:: SUPPLIED RECORDS ::

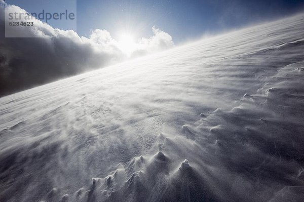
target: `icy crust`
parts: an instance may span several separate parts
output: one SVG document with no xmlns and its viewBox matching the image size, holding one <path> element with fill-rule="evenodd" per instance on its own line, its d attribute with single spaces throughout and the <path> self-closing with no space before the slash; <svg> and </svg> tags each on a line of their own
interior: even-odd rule
<svg viewBox="0 0 304 202">
<path fill-rule="evenodd" d="M 71 200 L 300 201 L 301 67 L 304 62 L 281 68 L 260 93 L 245 94 L 231 110 L 217 109 L 183 126 L 182 136 L 160 134 L 151 150 L 161 150 L 135 157 L 104 178 L 93 178 L 89 189 L 79 191 Z M 183 160 L 185 156 L 189 160 Z"/>
<path fill-rule="evenodd" d="M 0 99 L 0 201 L 300 201 L 303 19 Z"/>
</svg>

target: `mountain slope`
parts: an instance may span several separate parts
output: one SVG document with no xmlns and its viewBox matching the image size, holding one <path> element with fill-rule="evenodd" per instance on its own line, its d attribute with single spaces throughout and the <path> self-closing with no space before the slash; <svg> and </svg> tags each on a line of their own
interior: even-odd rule
<svg viewBox="0 0 304 202">
<path fill-rule="evenodd" d="M 300 201 L 304 15 L 0 99 L 0 201 Z"/>
</svg>

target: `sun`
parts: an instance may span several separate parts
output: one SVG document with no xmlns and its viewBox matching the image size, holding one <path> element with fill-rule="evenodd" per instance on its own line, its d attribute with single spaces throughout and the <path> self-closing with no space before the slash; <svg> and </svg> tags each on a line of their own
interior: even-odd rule
<svg viewBox="0 0 304 202">
<path fill-rule="evenodd" d="M 118 46 L 124 53 L 130 55 L 136 49 L 136 43 L 133 35 L 129 33 L 122 33 L 118 38 Z"/>
</svg>

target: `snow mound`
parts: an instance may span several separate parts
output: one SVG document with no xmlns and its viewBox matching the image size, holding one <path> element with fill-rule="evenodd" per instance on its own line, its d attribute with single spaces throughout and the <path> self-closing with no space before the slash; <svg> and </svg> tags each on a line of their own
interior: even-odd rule
<svg viewBox="0 0 304 202">
<path fill-rule="evenodd" d="M 300 15 L 1 98 L 0 201 L 301 201 L 303 31 Z"/>
</svg>

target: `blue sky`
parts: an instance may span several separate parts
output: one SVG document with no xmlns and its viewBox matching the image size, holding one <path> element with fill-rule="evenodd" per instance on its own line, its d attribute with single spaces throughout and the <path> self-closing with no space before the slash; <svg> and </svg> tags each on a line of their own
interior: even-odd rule
<svg viewBox="0 0 304 202">
<path fill-rule="evenodd" d="M 78 32 L 105 29 L 113 37 L 121 30 L 138 37 L 151 34 L 156 26 L 175 43 L 239 28 L 303 11 L 301 0 L 87 0 L 78 2 Z"/>
<path fill-rule="evenodd" d="M 37 10 L 36 2 L 42 1 L 7 1 L 29 12 Z M 56 7 L 62 9 L 60 2 L 45 1 L 44 6 L 49 10 L 59 11 Z M 75 2 L 69 2 L 68 5 Z M 79 0 L 77 3 L 77 31 L 80 35 L 88 36 L 91 30 L 99 28 L 109 31 L 115 38 L 122 32 L 131 32 L 137 38 L 146 37 L 151 35 L 151 27 L 155 26 L 169 33 L 176 44 L 205 33 L 290 15 L 304 9 L 303 0 Z M 61 28 L 62 23 L 51 22 L 50 24 Z"/>
</svg>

:::

Using the data above, write out every line exactly, leaving the images behind.

target: `icy crust`
parts: an instance may span several separate parts
output: one SVG document with no xmlns and its viewBox matching the image size, holding one <path> element with fill-rule="evenodd" per instance on its own line, its d attribute with single spaces throughout and the <path> self-closing with no space before the slash; <svg> and </svg> tags each on a line of their own
interior: even-odd rule
<svg viewBox="0 0 304 202">
<path fill-rule="evenodd" d="M 71 200 L 300 201 L 301 67 L 304 62 L 281 68 L 260 93 L 245 94 L 231 110 L 217 109 L 183 126 L 182 136 L 160 134 L 151 150 L 161 150 L 135 157 L 104 178 L 93 178 L 89 189 L 79 191 Z M 183 160 L 185 156 L 189 160 Z"/>
<path fill-rule="evenodd" d="M 0 99 L 0 201 L 300 201 L 303 19 Z"/>
</svg>

target: `mountain slope`
parts: an instance may span several separate parts
output: one SVG document with no xmlns and its viewBox matching the image size, holding one <path> element with fill-rule="evenodd" per instance on its own line, its d attribute with single spaces throughout and the <path> self-closing with no space before the slash; <svg> and </svg> tags each on a line of their own
interior: even-odd rule
<svg viewBox="0 0 304 202">
<path fill-rule="evenodd" d="M 300 201 L 304 15 L 0 99 L 0 201 Z"/>
</svg>

target: `sun`
parts: an instance may span several separate parts
output: one SVG document with no xmlns and its viewBox matching the image size, holding one <path> element with fill-rule="evenodd" per instance on its own line, its d attribute with single spaces throughout and the <path> self-closing with no space before the slash; <svg> and </svg> tags each on a line of their own
interior: even-odd rule
<svg viewBox="0 0 304 202">
<path fill-rule="evenodd" d="M 118 46 L 124 53 L 130 55 L 136 49 L 136 43 L 133 35 L 129 33 L 122 33 L 118 38 Z"/>
</svg>

target: `snow mound`
parts: an instance may span several separate parts
output: one SVG document with no xmlns and its viewBox matching the image size, holding one <path> element with fill-rule="evenodd" per instance on its own line, its d attribute with single spaces throughout and the <path> self-closing with no space before the slash; <svg> and </svg> tags each on a line of their own
interior: even-odd rule
<svg viewBox="0 0 304 202">
<path fill-rule="evenodd" d="M 300 15 L 1 98 L 0 201 L 301 201 L 303 31 Z"/>
</svg>

target: `blue sky`
parts: an instance may span several separate parts
output: one SVG document with no xmlns and its viewBox matching the image size, holding one <path> element with fill-rule="evenodd" per instance on its own line, its d attribute with single spaces throughout and the <path> self-closing with no space before the slash; <svg> and </svg> tags each on a line of their own
interior: even-odd rule
<svg viewBox="0 0 304 202">
<path fill-rule="evenodd" d="M 78 32 L 105 29 L 113 37 L 121 30 L 138 37 L 151 34 L 156 26 L 175 43 L 239 28 L 303 11 L 301 0 L 87 0 L 78 2 Z"/>
<path fill-rule="evenodd" d="M 37 10 L 36 2 L 42 1 L 7 1 L 29 12 Z M 56 7 L 62 9 L 60 2 L 45 1 L 44 6 L 49 10 L 59 11 Z M 75 2 L 69 2 L 68 5 Z M 79 0 L 77 3 L 77 31 L 80 35 L 88 36 L 91 30 L 99 28 L 109 31 L 115 38 L 122 32 L 131 32 L 137 38 L 146 37 L 151 35 L 151 27 L 155 26 L 169 33 L 176 44 L 205 33 L 290 15 L 304 9 L 303 0 Z M 61 28 L 62 23 L 51 22 L 50 24 Z"/>
</svg>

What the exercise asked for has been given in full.